▶ Task details
Quote the whole listing word for word, please.

▶ Data for this task
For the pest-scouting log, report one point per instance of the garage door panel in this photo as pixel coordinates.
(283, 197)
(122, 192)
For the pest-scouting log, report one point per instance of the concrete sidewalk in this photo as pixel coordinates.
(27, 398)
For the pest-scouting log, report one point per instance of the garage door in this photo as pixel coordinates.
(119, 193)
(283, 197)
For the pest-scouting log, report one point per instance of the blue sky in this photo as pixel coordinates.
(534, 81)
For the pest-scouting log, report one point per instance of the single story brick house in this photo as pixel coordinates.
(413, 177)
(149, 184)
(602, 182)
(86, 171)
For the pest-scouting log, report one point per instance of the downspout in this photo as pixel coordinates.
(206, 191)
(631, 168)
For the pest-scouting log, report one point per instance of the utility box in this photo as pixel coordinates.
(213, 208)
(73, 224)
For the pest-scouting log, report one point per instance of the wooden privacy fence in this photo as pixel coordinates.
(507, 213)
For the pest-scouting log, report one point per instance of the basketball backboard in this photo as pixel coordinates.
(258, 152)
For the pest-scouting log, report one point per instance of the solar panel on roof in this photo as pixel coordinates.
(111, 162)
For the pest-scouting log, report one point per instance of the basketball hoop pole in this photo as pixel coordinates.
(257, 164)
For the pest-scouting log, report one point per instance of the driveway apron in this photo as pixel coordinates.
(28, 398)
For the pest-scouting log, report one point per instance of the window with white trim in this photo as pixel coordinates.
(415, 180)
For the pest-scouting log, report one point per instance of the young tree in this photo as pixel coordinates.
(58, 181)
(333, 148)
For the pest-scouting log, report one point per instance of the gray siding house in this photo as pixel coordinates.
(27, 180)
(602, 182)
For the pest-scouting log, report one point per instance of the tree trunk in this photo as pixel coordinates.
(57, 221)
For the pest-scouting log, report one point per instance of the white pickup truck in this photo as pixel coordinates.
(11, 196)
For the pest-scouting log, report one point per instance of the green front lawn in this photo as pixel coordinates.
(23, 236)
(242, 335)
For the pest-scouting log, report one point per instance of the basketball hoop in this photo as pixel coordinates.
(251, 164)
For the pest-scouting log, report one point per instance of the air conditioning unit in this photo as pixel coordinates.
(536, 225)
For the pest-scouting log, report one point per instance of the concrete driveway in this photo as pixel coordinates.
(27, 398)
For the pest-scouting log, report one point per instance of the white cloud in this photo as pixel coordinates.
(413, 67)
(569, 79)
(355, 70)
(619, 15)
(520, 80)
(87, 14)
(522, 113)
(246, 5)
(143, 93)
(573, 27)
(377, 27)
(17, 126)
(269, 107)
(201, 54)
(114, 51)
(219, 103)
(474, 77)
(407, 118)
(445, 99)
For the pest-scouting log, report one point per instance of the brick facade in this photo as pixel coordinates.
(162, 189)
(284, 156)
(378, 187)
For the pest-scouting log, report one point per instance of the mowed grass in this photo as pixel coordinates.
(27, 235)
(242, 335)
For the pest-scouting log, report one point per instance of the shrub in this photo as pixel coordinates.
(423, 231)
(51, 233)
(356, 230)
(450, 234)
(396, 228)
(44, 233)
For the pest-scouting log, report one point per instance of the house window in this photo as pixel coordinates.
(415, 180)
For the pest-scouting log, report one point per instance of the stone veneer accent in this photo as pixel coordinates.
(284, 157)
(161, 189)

▶ Expected answer
For the pest-scouting log, report one point per instance of the garage door panel in this photo as pixel coordinates.
(283, 197)
(122, 192)
For the pest-scouting log, report one point per instance of the concrete sidewalk in this photo as pixel coordinates.
(27, 398)
For the pest-scouting log, report one point per instance of the garage door in this photo as pixel coordinates.
(119, 193)
(283, 197)
For the pest-scouting log, report one point per instance of the blue sky in this photo as pixel coordinates.
(534, 81)
For the pest-scouting log, report one point per instance of the single story brick house in this photo as pixel coordinates.
(413, 177)
(149, 184)
(602, 182)
(86, 171)
For the pest-scouting log, report one point per instance of the downspout in this photo as pixel coordinates.
(206, 191)
(631, 168)
For the pest-scouting log, report one point per instance of the utility box in this photo as pixel coordinates.
(213, 208)
(73, 224)
For the pest-scouting log, report one point per instance of the wooden privacy fence in this photo as pixel coordinates.
(507, 213)
For the pest-scouting log, report one point per instance of the basketball backboard in this photo as pixel coordinates.
(258, 152)
For the pest-scouting log, report one point per instance of the solar panel on roof in this photo as pixel coordinates.
(111, 162)
For the pest-scouting log, report one point per instance of the basketball hoop pole in this photo as pixel coordinates.
(257, 164)
For the pest-scouting log, report one point per instance of the driveway apron in this photo as pixel coordinates.
(28, 398)
For the pest-scouting log, report one point per instance of the window with white trim in this photo as pixel coordinates.
(415, 180)
For the pest-scouting log, report one point per instance of the young tree in this photo as pixel coordinates.
(58, 181)
(333, 148)
For the pest-scouting log, report one point per instance of the gray siding house in this photo as pixel coordinates.
(27, 180)
(602, 182)
For the pest-scouting log, report one point per instance of the tree trunk in this photo as pixel coordinates.
(57, 221)
For the pest-scouting log, report one point per instance of the white pickup truck in this photo as pixel coordinates.
(11, 196)
For the pest-scouting log, report one point per instance of the green front lawn in this photo as pixel coordinates.
(23, 236)
(242, 335)
For the pest-scouting log, report one point per instance of the basketball hoop in this photo as pixel coordinates.
(251, 164)
For the pest-scouting log, report one point per instance of the air conditioning unit in this photo as pixel coordinates.
(536, 225)
For the pest-scouting log, report one point per instance of the concrete driveway in this photo as pixel coordinates.
(27, 398)
For the pest-scouting log, report one point per instance of the white cloud in this photo as pixel coordinates.
(413, 67)
(569, 79)
(355, 70)
(619, 15)
(520, 80)
(87, 14)
(522, 113)
(246, 5)
(143, 93)
(573, 27)
(377, 27)
(17, 126)
(269, 107)
(201, 54)
(114, 51)
(219, 103)
(474, 77)
(407, 118)
(445, 99)
For the pest-scouting log, report one point per instance of the brick facade in this photo as pixel coordinates.
(162, 189)
(284, 156)
(378, 187)
For the pest-scouting log, report one point per instance of the mowed grass in this photo as pixel coordinates.
(27, 235)
(242, 335)
For the pest-scouting log, report one point per instance of the shrub in this photo as pixel coordinates.
(423, 231)
(51, 233)
(356, 230)
(450, 234)
(396, 228)
(44, 233)
For the pest-scouting log, report one point per instance of the house window in this photo as pixel coordinates.
(415, 180)
For the pest-scouting log, report one point per instance of the stone veneer accent in this photo as pixel coordinates.
(284, 157)
(161, 189)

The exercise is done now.